**Tarefa obrigatória 1**
Segundo o texto da página, em que mês e ano Dom Columba proferiu a conferência às religiosas de Maredret?
**Tarefa obrigatória 2**
Prossiga o texto da página, a conferência sobre a morte serena de uma religiosa, a partir da última frase apresentada.

De fato, no dia 8 de setembro o Senhor veio buscá-la. Nesse dia, ela recebeu o Viático, depois ela entrou numa espécie de êxtase, e, radiando de felicidade, ouviu-se que ela dizia as seguintes palavras: 'vejo o Bem-Amado!' Eis uma morte! Fechamos os olhos e nos encontramos nos braços do Bem-Amado. Asseguro a vocês [religiosas de Maredret, na Bélgica, a quem eram dirigidas esta conferência de Dom Columba, em novembro de 1917] que uma vida de sacrifícios, de sofrimentos e de generosos esforços seria um preço muito módico para se comprar uma tal felicidade. E essa pode ser a felicidade de cada uma de vocês. Santa Teresa dizia que quando ela assistia à morte de uma das suas filhas, ela sempre via o Cristo na cabeceira da cama, ajudando as suas esposas nesse momento supremo. Que consolação!

**Bloco de dados**

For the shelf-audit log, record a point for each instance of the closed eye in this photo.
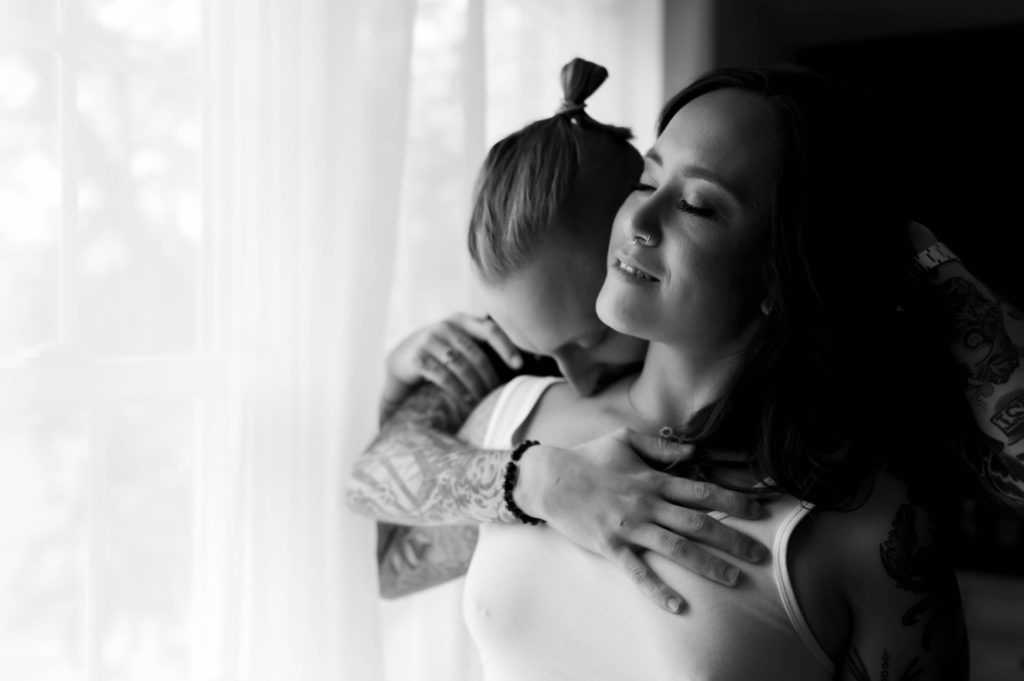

**Resposta 1**
Em novembro de 1917.

**Resposta 2**
Eis então as razões para nos tornarmos santos. Mas o que é um santo? A fim de formarmos um conceito exato da santidade, vejamos o que significa a palavra 'santo'. Como vocês sabem, há um duplo sentido, uma dupla face, e encontramos esses dois sentidos na palavra grega e na palavra latina. Em grego dizemos hagios e em latim sanctus. Ora, o que significam essas palavras? Hagios significa puro, separado do tudo o que é terra, matéria, criatura, sujeira. Sanctus quer dizer consagrado, entregue a Deus. Deus em si mesmo é o hagios por essência, Ele está infinitamente afastado do tudo o que é matéria, de tudo o que é criado, de tudo o que não é Ele mesmo: 'tu habitas na santidade, glória de Israel' (Sl 21,4). Ele é também o sanctus todo entregue a si mesmo, norma e fonte de tudo o que é grande, justo, sábio, bom, santo. Ele é a própria santidade.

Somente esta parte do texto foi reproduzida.